Start of Extracted material

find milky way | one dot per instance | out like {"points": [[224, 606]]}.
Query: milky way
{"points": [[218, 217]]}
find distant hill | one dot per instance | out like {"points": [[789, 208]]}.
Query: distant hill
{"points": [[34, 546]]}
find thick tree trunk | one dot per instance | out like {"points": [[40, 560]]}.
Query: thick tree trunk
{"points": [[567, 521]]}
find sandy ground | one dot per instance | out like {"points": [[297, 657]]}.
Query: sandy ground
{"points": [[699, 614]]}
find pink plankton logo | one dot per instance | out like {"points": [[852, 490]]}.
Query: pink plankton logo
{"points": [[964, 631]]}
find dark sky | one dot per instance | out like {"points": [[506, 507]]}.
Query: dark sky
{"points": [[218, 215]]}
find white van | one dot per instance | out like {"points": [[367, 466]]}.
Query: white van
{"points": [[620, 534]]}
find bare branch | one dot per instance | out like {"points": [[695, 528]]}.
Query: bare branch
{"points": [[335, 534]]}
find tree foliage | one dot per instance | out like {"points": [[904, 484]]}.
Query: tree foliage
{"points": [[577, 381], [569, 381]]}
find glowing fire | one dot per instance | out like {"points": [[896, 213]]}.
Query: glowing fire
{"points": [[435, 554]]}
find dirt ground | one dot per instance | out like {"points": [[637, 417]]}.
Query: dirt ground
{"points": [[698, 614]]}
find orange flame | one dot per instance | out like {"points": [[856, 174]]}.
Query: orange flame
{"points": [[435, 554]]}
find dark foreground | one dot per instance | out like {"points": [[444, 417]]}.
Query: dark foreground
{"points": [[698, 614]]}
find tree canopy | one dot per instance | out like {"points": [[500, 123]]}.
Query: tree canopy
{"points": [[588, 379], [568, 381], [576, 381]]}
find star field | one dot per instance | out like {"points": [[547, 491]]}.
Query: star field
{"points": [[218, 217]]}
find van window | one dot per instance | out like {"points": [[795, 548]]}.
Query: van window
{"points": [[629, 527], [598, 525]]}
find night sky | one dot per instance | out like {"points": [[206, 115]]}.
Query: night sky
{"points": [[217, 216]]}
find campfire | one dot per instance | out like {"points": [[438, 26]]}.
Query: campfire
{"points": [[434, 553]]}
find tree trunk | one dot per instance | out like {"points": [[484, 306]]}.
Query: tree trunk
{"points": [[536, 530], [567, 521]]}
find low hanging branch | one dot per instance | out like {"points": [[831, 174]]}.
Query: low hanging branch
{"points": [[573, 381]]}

End of Extracted material

=== Task requirements ===
What you return must be the lines above that run from the line with "Query: van window" to the line with "find tree trunk", inclusive, each copied exactly.

=== Result of the task ===
Query: van window
{"points": [[629, 527], [598, 525]]}
find night sky | one dot per instance | out like {"points": [[206, 115]]}.
Query: night sky
{"points": [[217, 216]]}
find campfire | one dot per instance | out like {"points": [[438, 26]]}.
Query: campfire
{"points": [[434, 553]]}
find tree trunk | one dot per instance | out like {"points": [[484, 306]]}.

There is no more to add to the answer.